START Task input

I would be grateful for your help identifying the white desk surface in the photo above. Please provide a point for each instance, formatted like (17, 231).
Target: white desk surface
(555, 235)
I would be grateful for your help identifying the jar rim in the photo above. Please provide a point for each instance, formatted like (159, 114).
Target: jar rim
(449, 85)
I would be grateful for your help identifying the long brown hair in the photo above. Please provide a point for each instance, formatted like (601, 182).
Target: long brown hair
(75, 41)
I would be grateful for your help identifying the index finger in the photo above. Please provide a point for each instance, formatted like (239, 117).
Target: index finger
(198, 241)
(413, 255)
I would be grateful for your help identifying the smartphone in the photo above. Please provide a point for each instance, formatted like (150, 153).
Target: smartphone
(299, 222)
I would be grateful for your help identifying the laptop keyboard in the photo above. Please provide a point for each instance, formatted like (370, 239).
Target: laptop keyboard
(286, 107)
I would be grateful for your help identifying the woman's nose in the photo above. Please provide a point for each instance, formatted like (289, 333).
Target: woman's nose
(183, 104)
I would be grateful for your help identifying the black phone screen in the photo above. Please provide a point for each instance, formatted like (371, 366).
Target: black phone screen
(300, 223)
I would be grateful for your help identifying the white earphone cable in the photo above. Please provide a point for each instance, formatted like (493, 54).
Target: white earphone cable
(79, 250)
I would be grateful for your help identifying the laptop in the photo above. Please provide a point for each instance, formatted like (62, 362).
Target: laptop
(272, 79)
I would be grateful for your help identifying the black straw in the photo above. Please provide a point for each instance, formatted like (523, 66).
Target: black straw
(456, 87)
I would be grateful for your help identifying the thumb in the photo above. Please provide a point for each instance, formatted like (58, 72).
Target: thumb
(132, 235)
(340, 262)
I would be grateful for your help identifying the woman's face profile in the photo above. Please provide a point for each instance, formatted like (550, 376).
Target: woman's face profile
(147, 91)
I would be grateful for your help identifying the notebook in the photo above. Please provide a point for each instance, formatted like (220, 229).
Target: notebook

END Task input

* Activity *
Using the exact wording, transcribe all the records above.

* Answer *
I would be grateful for your help identifying the white desk surface in the photo above. Please provide a point for each instance, formatted like (17, 231).
Target: white desk surface
(555, 235)
I would be grateful for your help identifying the jar rim in the photo above. Please provide a point for each instance, formatted like (159, 114).
Target: jar rim
(449, 85)
I would be grateful for your help identifying the long brown hair in the photo above. Please provide a point for each instance, formatted like (601, 182).
Target: long brown hair
(75, 41)
I would be grateful for your help identifying the index finger in the photo above. Please provide a point for each instance, formatted like (239, 117).
Target: index finger
(198, 241)
(413, 255)
I would be grateful for your help identifying the smartphone in the photo above. Please provide a point for each instance, formatted like (150, 153).
Target: smartphone
(299, 222)
I would be grateful for your help identifying the laptop keyboard in the photo above. Please provide a point for each instance, formatted like (370, 239).
Target: laptop keyboard
(286, 107)
I would be grateful for your help identifying the woman's nose in the photo above. Please provide a point for each instance, formatted like (289, 333).
Target: woman's nose
(183, 104)
I would be grateful for your help identifying the black phone screen in the photo above. Please provide a point for each instance, formatted like (371, 366).
Target: black phone screen
(300, 223)
I would be grateful for your help identifying the white earphone cable in the photo above. Please provide a point for each instance, formatted like (493, 54).
Target: white earphone cable
(79, 250)
I would be grateful for your help identifying the laptop in the photo above. Please provide a point for each instance, formatted like (62, 362).
Target: laptop
(272, 79)
I would be grateful for your help identifying the black straw in the photo above. Please provide a point for each instance, formatted like (523, 66).
Target: black straw
(456, 87)
I would be grateful for your help identifying the thumb in the photo above. Please provide a point for each instance, formatted like (58, 72).
Target: thumb
(132, 235)
(340, 262)
I would be grateful for your help identifying the woman's face profile in the photo above. Please provide a point for each instance, formatted like (550, 376).
Target: woman's face profile
(147, 91)
I would be grateful for your help identifying the notebook in the photo above. Please provide a point for each instance, formatted like (220, 229).
Target: notebook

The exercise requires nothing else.